Please reproduce all of the material below, requests included, scaling every bounding box coordinate in the answers by 2.55 and rounding each result to a whole number, with halves rounded up. Omit the pictures from your output.

Bounding box data excerpts:
## BEGIN
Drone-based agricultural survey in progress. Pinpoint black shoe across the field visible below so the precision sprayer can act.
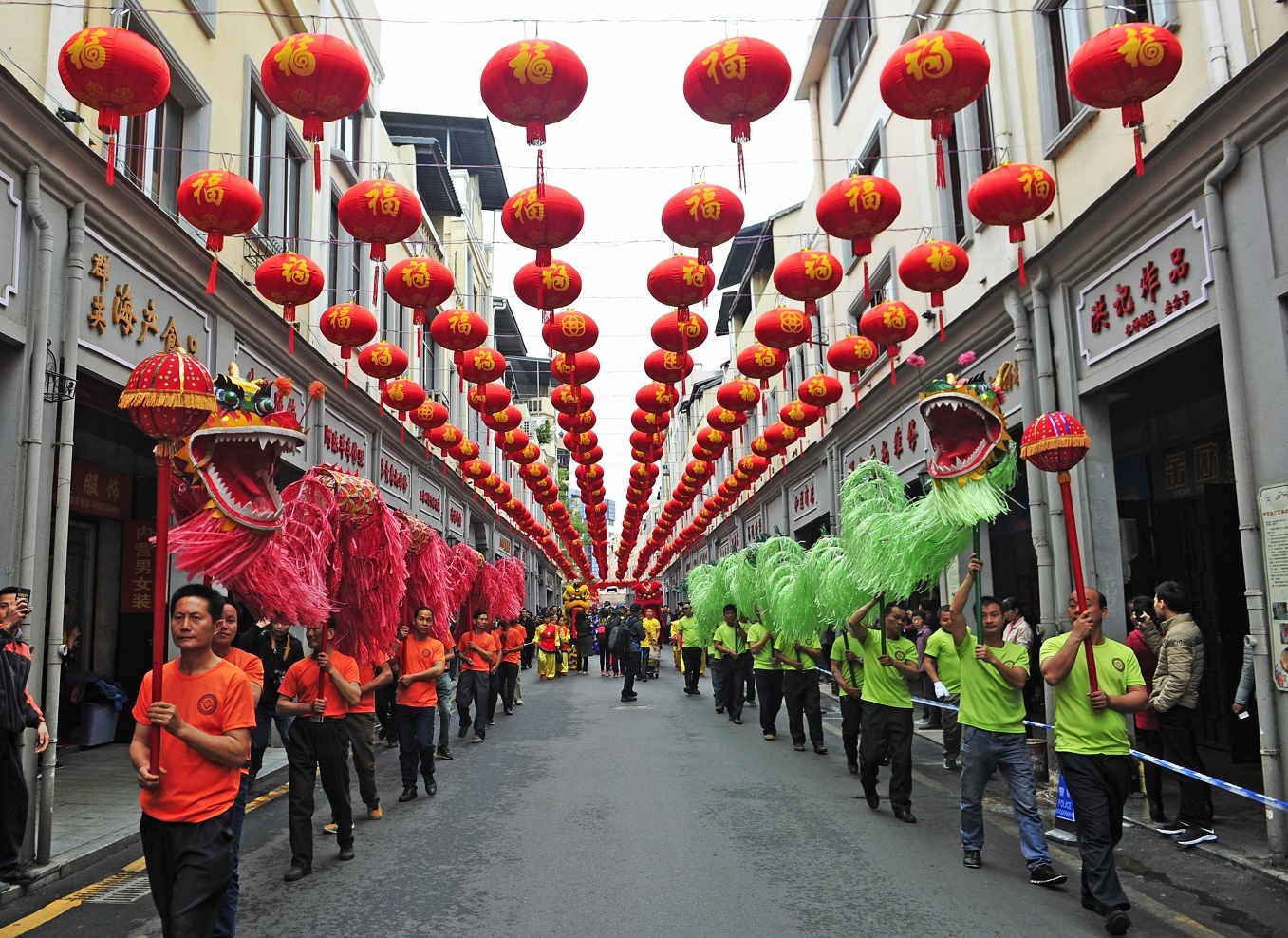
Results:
[863,785,881,811]
[1105,909,1130,935]
[1029,863,1069,887]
## END
Task response:
Drone-based agricultural survey in progress. Pinpoint black shoe across the field visible below so the precision sprayer can act.
Results:
[2201,2002,2247,2068]
[2818,2318,2882,2384]
[2624,2201,2726,2262]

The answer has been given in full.